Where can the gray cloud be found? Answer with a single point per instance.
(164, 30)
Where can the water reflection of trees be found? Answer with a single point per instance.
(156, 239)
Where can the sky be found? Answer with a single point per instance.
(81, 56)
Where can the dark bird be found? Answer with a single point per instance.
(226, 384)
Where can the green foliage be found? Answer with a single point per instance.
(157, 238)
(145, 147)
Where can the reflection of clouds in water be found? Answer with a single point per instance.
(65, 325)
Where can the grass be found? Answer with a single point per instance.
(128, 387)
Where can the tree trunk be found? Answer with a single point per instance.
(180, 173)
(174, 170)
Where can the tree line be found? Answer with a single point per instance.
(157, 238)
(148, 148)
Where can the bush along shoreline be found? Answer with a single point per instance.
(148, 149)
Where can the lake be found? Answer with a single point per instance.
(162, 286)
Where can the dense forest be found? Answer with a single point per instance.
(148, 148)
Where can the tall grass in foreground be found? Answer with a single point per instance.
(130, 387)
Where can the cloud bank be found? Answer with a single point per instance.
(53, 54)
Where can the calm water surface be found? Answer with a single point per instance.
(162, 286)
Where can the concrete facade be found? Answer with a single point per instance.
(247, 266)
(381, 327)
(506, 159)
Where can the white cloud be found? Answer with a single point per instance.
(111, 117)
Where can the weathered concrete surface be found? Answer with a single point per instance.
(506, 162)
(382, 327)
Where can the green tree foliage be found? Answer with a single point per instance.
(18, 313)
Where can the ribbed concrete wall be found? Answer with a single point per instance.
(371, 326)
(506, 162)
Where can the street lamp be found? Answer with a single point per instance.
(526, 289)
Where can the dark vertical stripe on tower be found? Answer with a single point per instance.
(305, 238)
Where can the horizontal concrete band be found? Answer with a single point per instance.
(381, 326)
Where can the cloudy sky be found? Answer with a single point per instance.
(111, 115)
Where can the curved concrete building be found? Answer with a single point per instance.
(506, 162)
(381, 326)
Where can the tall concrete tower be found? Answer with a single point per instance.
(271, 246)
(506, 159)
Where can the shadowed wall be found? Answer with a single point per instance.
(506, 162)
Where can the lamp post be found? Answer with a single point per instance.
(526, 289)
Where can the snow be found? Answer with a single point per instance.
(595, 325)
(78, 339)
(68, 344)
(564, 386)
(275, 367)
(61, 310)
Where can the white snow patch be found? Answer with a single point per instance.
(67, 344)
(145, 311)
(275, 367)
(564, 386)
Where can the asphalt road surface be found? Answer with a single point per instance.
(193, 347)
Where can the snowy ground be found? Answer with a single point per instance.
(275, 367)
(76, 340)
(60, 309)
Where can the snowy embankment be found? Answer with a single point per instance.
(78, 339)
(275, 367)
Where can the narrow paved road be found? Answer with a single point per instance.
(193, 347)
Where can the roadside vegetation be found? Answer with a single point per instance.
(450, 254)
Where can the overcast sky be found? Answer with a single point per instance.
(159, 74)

====

Exercise: Output the listing exactly, from first line to last.

Result of this exercise:
Where can the gray cloud be found? Answer with a single point per instance.
(164, 30)
Where can the water reflection of trees be found? Answer with a single point per instance.
(156, 239)
Where can the sky be found? Answer with a single point per instance.
(81, 56)
Where can the dark bird be found? Answer with a single point per instance.
(226, 384)
Where can the green foliage be found? Answer with a single point per instance.
(157, 238)
(145, 147)
Where can the reflection of clouds in water be found? Answer with a single point per instance.
(65, 325)
Where can the grass be found? Answer with a single point per instance.
(128, 387)
Where can the tree trunk be found? Answer with a single point per instance.
(180, 173)
(174, 170)
Where can the tree line be found? Answer with a single point per instance.
(157, 238)
(148, 148)
Where can the bush along shoreline be found? Answer with a single point per instance.
(148, 149)
Where can the lake be found? Answer with a single point per instance.
(162, 286)
Where can the dense forest be found? Answer with a single point per instance.
(148, 148)
Where can the tall grass in foreground be found? Answer with a single point per instance.
(130, 387)
Where can the cloud bank be found? Answer with a single point per instance.
(53, 54)
Where can the calm water surface be found? Answer with a single point per instance.
(162, 286)
Where can the concrete facade be found? Answer with a single point per instance.
(247, 266)
(381, 327)
(506, 159)
Where can the white cloud be found? Answer with a single point per instance.
(111, 117)
Where can the weathered concrete surface be found? Answer with a single point per instance.
(506, 162)
(382, 327)
Where can the green tree foliage be found? Answer with a single point per instance.
(18, 313)
Where can the ribbed concrete wall be found? Answer with a single point per instance.
(371, 326)
(506, 162)
Where can the street lamp be found? Answer with a single point per instance.
(526, 289)
Where can the dark vertical stripe on tower be found? Answer with a single point per instance.
(305, 238)
Where can the horizontal concrete band be found? Answer with a single point per instance.
(381, 326)
Where can the cloudy sky be found? Answer with a single point per instance.
(111, 115)
Where can the curved concrete building be found? Answer with a single point per instance.
(506, 162)
(381, 326)
Where can the tall concrete tower be found? Answer with a single point per instance.
(271, 246)
(506, 159)
Where can the shadowed wall be found? Answer with a single point per instance.
(506, 162)
Where can the lamp post be found? Answer with a single point per instance.
(526, 289)
Where can the snow be found? Answer with a single point per instance.
(595, 325)
(78, 339)
(68, 344)
(564, 386)
(275, 367)
(61, 310)
Where can the white snow patch be found? Answer with a single point per instance.
(67, 344)
(145, 311)
(275, 367)
(564, 386)
Where can the asphalt road surface be found? Answer with a single point per instance.
(193, 347)
Where can the snowy ground be found? Answer with a single point per instance.
(275, 367)
(76, 340)
(60, 309)
Where can the snowy embankment be found? Answer with a single point per instance.
(78, 339)
(275, 367)
Where can the narrow paved road be found? Answer with a single point per instance.
(193, 347)
Where can the roadside vegetation be found? Answer with a single point per instance.
(450, 254)
Where can the overcast sky be found? Answer with a single point per instance.
(159, 74)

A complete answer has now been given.